* Exercise prompt:
Repeat the listing below word for word, from start to finish. Leave the pictures out of your copy.

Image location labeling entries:
- - - - - - -
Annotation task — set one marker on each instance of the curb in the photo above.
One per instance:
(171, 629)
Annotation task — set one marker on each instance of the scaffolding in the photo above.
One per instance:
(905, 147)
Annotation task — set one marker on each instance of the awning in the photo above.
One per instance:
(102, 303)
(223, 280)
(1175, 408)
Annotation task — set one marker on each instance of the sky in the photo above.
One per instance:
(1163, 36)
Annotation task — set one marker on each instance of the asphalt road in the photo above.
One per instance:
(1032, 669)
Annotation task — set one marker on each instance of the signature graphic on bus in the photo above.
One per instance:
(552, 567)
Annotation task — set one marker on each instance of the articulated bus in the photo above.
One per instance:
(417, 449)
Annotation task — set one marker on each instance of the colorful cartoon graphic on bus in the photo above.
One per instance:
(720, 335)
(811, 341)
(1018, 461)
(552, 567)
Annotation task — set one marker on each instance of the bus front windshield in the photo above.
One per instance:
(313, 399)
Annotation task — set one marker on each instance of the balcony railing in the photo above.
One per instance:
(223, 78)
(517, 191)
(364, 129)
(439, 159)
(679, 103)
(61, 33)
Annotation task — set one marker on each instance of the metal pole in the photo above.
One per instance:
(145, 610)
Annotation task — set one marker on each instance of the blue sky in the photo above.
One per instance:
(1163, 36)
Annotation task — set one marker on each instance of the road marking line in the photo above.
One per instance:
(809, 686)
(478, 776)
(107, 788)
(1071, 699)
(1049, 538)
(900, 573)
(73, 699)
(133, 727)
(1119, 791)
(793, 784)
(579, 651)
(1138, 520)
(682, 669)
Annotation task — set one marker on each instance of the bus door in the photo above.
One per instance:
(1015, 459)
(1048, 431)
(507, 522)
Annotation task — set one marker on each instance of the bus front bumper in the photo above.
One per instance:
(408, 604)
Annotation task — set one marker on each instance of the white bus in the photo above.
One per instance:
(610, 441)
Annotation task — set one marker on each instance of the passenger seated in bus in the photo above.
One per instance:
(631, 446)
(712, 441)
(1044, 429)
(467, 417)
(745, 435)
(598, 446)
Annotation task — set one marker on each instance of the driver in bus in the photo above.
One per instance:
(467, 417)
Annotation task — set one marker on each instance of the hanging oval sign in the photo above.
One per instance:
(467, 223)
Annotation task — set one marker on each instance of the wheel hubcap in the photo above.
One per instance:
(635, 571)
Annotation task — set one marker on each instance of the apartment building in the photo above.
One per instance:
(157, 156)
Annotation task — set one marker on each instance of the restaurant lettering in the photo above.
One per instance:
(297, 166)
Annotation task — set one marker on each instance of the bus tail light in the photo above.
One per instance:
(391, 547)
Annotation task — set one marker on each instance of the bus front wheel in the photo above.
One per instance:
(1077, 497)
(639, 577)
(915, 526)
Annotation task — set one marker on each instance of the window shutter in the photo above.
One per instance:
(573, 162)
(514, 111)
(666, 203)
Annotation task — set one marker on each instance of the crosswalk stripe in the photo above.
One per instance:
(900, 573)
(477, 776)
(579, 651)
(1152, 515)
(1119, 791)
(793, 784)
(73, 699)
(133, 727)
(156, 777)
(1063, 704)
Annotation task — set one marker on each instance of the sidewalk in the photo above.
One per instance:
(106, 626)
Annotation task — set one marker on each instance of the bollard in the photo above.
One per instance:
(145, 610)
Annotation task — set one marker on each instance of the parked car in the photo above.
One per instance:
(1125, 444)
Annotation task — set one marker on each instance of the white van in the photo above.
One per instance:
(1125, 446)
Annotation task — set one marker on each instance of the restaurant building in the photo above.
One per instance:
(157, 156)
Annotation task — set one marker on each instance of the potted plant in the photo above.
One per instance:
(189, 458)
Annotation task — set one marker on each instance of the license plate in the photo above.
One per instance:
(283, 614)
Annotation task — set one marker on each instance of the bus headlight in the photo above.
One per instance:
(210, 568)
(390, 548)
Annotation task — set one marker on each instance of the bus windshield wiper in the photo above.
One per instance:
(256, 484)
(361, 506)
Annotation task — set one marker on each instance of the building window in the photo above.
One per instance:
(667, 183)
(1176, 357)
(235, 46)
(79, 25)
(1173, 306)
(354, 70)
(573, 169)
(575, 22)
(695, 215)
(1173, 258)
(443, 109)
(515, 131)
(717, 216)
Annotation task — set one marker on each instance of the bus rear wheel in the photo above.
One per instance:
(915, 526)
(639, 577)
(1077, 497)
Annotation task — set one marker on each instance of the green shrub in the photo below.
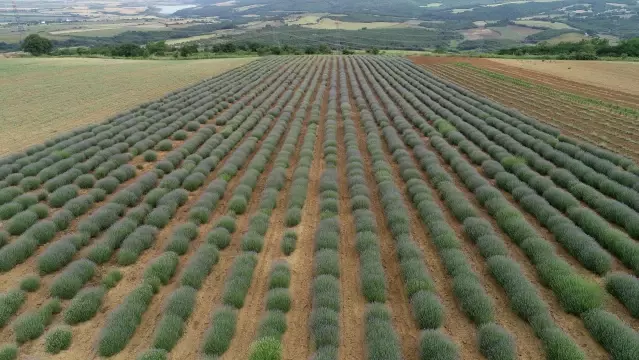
- - - - - - -
* The reply:
Annotation task — set one marker on each instance of the curb in the photo above.
One per instance:
(171, 629)
Annotation task — set one marker on each instance of the scaffolding in the photo above.
One per instance:
(905, 147)
Annotation task — set one marker on each instance of the awning in the photo above.
One per instance:
(102, 303)
(223, 280)
(1175, 408)
Annotation task — set one marker on each instance of the sky in the photo above.
One per instance:
(1163, 36)
Annotation task — set one marker on each instance of the asphalt road in the photo above.
One per instance:
(1032, 669)
Annotation task — set one marker on each instance of the signature graphic on bus in the photo above.
One per instance:
(552, 567)
Annotation task — set one marker on each instance of the articulated bus in the photo above.
One per instance:
(417, 449)
Annotation task — set one marker on each instance of the colorful cartoon graphic on bus in the photo above.
One per instance:
(720, 335)
(811, 341)
(1018, 461)
(552, 567)
Annotation task — set one marker on each instance of the bus front windshield in the photo above.
One per instance:
(313, 399)
Annotation task — set one marker on each instance of the balcony railing in the photo above.
One per instance:
(223, 78)
(517, 191)
(364, 129)
(439, 159)
(679, 103)
(61, 33)
Annotation task — set one marker on each instance of the metal pole in the photo above.
One per instance:
(145, 610)
Annotation task — set one marker on each instance of the blue sky in the photo above.
One per instance:
(1163, 36)
Annotation task — set one marker on each instance of the road marking line in the photo above.
One per instance:
(809, 686)
(478, 776)
(107, 788)
(1071, 699)
(1049, 538)
(900, 573)
(73, 699)
(133, 727)
(1119, 791)
(793, 784)
(579, 651)
(1138, 520)
(682, 669)
Annotation task — set one marker on each instance of the bus door in the photo above.
One per instance:
(1015, 459)
(1048, 431)
(507, 522)
Annotation task — set one marker on each instance of the bus front bumper in the photo above.
One per instance:
(408, 604)
Annotation task — set one marker on each instance of the white bus in the photo above.
One per instance:
(610, 441)
Annotation task — set one marker on each instance of the passenger seated in bus in the photo above.
One per instance:
(631, 446)
(712, 441)
(1044, 429)
(467, 417)
(745, 435)
(598, 446)
Annotation task — set one marker on each instance of the driver in bus in the photo above.
One per instance:
(467, 417)
Annotation task — set one marker on each instance of the hanging oval sign in the photo above.
One per instance:
(467, 223)
Annotation task — set one marker on each instance of the wheel hubcap in the photo above.
One per instance:
(635, 571)
Annotation task — set one marker on each instance of the apartment building in the photo above.
One per instance:
(157, 156)
Annotation task — set one marker on each instance of the restaurant lettering in the photo above.
One per instance:
(297, 166)
Annotation task — set one marker on each instance of the bus tail light in the photo above.
One per instance:
(391, 547)
Annotation task — set one marker on each instance of the bus front wheel in the photo above.
One per instance:
(1077, 497)
(639, 577)
(915, 526)
Annotation task — set one marker on each instance of the window shutter in the photo above.
One per instance:
(573, 162)
(514, 111)
(666, 203)
Annotation task — set one marker on each instance of the crosswalk stripe in the photo above.
One per instance:
(900, 573)
(477, 776)
(579, 651)
(1152, 515)
(1119, 791)
(793, 784)
(73, 699)
(133, 727)
(156, 777)
(1063, 704)
Annotation task — set one marker on each instance of the sidewalk in the photo above.
One per instance:
(106, 626)
Annotation task — set one marker on each instance of the bollard in the photo above.
One per instance:
(145, 610)
Annotation task — set one marker on each instance of the parked car in the photo above.
One per instance:
(1125, 444)
Annotation task — set one marker on each instance of the white van in the photo above.
One per instance:
(1125, 446)
Annotation task — set one marker on each instance of the restaurant building in the photo above.
One per instance:
(157, 156)
Annotation task — set one marker on each instance of the potted plant in the photo above.
One per instance:
(189, 458)
Annotation task — set one marker on each instance of the license plate in the photo above.
One per instance:
(283, 614)
Annotation task — set one marker on each instance of the bus headlight in the photo above.
One per instance:
(210, 568)
(390, 548)
Annotation task — set one marker on each instance of the bus windshield wiper in the photo above.
One per instance:
(256, 484)
(361, 506)
Annotation task — set one marker on each instance of the building window in the photo above.
One per instance:
(667, 183)
(1176, 357)
(235, 46)
(79, 25)
(1173, 306)
(354, 70)
(573, 169)
(575, 22)
(695, 215)
(1173, 258)
(443, 109)
(515, 131)
(717, 216)
Annotation task — set one marker on each instance of the bus rear wheel in the photo above.
One per instance:
(915, 526)
(639, 577)
(1077, 497)
Annotation task — set one marker on each instance of the green shrub in the photo below.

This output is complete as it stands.